* _Supplied data_:
· · · · · · ·

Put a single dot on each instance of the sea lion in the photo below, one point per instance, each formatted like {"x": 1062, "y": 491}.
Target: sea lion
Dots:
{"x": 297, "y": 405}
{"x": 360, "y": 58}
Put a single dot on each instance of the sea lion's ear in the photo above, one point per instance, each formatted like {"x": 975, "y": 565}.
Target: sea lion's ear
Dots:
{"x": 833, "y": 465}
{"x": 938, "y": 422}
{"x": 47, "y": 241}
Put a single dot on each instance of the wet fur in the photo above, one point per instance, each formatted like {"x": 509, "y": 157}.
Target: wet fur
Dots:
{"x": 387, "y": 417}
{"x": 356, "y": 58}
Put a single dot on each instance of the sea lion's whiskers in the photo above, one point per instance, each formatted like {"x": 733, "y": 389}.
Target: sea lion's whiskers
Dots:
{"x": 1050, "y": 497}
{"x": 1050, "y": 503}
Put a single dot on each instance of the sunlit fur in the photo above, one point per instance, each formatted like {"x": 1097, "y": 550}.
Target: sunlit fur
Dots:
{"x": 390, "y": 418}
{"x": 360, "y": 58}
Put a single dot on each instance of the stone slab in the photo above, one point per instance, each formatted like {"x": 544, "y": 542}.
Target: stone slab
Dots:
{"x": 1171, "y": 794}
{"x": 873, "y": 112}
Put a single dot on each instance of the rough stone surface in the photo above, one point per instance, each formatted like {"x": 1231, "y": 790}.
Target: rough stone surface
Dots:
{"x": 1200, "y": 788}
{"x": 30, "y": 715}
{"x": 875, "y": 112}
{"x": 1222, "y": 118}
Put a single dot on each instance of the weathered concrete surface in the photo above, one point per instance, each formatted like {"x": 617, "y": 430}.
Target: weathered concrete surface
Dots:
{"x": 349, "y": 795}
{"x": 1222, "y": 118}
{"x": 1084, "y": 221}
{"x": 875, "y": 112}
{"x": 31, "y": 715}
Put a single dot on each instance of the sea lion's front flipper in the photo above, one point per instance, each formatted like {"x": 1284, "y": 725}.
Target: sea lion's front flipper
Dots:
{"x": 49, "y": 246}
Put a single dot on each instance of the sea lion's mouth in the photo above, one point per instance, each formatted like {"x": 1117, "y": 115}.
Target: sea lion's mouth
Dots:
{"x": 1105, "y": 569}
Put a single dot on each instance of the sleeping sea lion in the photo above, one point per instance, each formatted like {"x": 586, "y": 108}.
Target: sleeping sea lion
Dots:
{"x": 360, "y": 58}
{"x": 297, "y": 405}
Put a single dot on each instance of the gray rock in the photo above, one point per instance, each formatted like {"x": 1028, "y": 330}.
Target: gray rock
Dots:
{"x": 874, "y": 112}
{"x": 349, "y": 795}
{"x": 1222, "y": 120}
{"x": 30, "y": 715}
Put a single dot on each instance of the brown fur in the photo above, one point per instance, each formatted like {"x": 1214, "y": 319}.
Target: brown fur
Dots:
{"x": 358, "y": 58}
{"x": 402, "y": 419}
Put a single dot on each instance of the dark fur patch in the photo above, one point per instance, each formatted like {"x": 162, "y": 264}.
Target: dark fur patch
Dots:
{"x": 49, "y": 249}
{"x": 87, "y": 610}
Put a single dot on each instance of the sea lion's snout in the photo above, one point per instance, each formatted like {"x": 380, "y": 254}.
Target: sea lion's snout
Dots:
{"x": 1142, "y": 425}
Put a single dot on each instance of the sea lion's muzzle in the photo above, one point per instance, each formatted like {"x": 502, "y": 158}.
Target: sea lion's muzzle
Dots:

· · · · · · ·

What belongs in the answer is each line of the data that has the word "concrete".

Put a single dot on each instance of the weathered concrete surface in the photo above, one point per instance, each formatted like {"x": 617, "y": 430}.
Target: weathered concrete surface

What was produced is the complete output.